==== Texte fourni
La question déontologique des annuaires

L'article 80 du Code de déontologie des médecins (qui reprend l'article R.4127-80 du Code de la Santé publique) indique que « les seules indications qu'un médecin est autorisé à faire figurer dans les annuaires à usage du public, quel qu'en soit le support, sont ses nom, prénoms, et coordonnées, sa situation vis-à-vis des organismes d'assurance-maladie et enfin sa qualification, les diplômes d'études spécialisées complémentaires et les capacités dont il est titulaire ». Du côté des infirmiers, seuls les « nom, prénoms, titres, diplômes et, le cas échéant, lieu de délivrance, certificats ou attestations reconnus par le Ministre chargé de la Santé, adresse et téléphone professionnels et horaires d'activité » peuvent figurer sur des annuaires.
========
==== Extraits de données
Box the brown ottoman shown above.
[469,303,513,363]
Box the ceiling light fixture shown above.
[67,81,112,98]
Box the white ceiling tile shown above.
========
Consigne:
D'après le texte fourni, répondez brièvement à chaque question.
(a) Quel article du Code de la Santé publique l'article 80 du Code de déontologie des médecins reprend-il ?
(b) Vis-à-vis de quels organismes un médecin peut-il indiquer sa situation dans un annuaire à usage du public ?
(c) Quelle indication relative au temps de travail un infirmier peut-il faire figurer dans un annuaire ?

Votre réponse:
(a) L'article R.4127-80.
(b) Les organismes d'assurance-maladie.
(c) Ses horaires d'activité.